Instructions:
A. Using the beagle hunting passage below, decide whether each statement agrees with it: (i) King is a six-year-old beagle; (ii) the hunt took place in Ulster County, New York; (iii) Fazio's training sessions are limited to trailing and running rabbits. For each, answer yes or no and quote the deciding words of the passage.
B. Translate this sentence from the beagle hunting passage below into Spanish: "For several years, Fazio has coached his beagles to retrieve rabbits and he is convinced other hunters can do the same with their hounds."
C. Change the part of the beagle hunting passage below that opens with the words containing "I don’t believe" and closes with "for his master.", and write it out with "cottontail" replaced by "hare".

Outdoor Life Online Editor

I don’t believe it,” Steve Zahurak blurted, wide-eyed in amazement. He had been warned in advance of what he might witness, yet he was still stunned when King, John Fazio’s six-year-old beagle, picked up a rabbit Fazio had just shot and brought it back to him. A Lab couldn’t have done the job better, or as nonchalantly. I could tell this wasn’t the first cottontail King had retrieved for his master.

Zahurak and I were hunting prime New York rabbit country in Ulster County with Fazio, whose beagle-training sessions aren’t limited to trailing and running rabbits. For several years, Fazio has coached his beagles to retrieve rabbits and he is convinced other hunters can do the same with their hounds. “Obedience is the key,” he says.

Material:

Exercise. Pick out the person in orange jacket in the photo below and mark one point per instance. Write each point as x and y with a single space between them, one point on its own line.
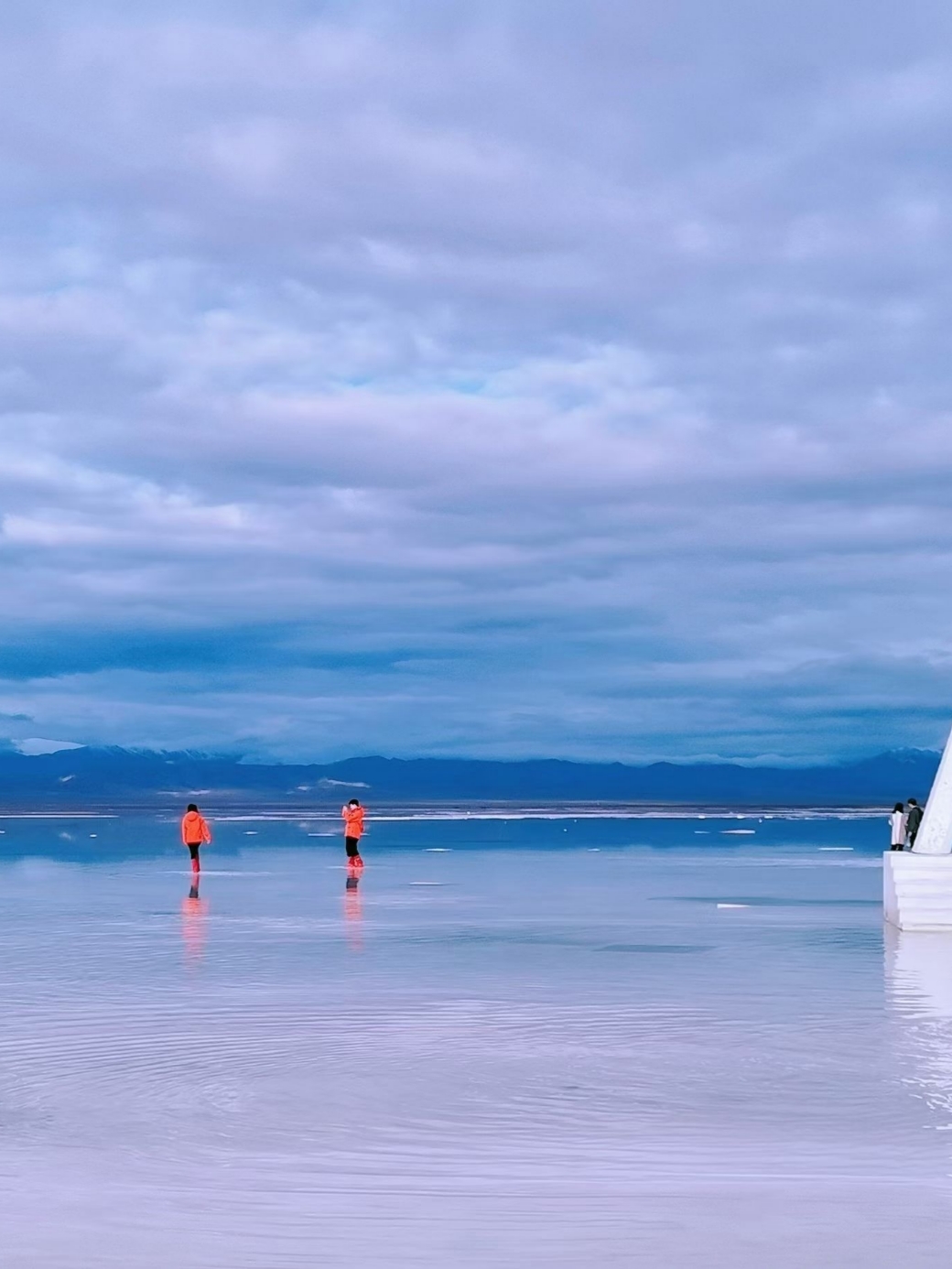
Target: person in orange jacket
353 830
194 834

Responses to the tasks:
A.
(i) Yes: "King, John Fazio’s six-year-old beagle"
(ii) Yes: "hunting prime New York rabbit country in Ulster County"
(iii) No: "beagle-training sessions aren’t limited to trailing and running rabbits"

B. Desde hace varios años, Fazio ha entrenado a sus beagles para cobrar conejos y está convencido de que otros cazadores pueden hacer lo mismo con sus sabuesos.

C.
I don’t believe it,” Steve Zahurak blurted, wide-eyed in amazement. He had been warned in advance of what he might witness, yet he was still stunned when King, John Fazio’s six-year-old beagle, picked up a rabbit Fazio had just shot and brought it back to him. A Lab couldn’t have done the job better, or as nonchalantly. I could tell this wasn’t the first hare King had retrieved for his master.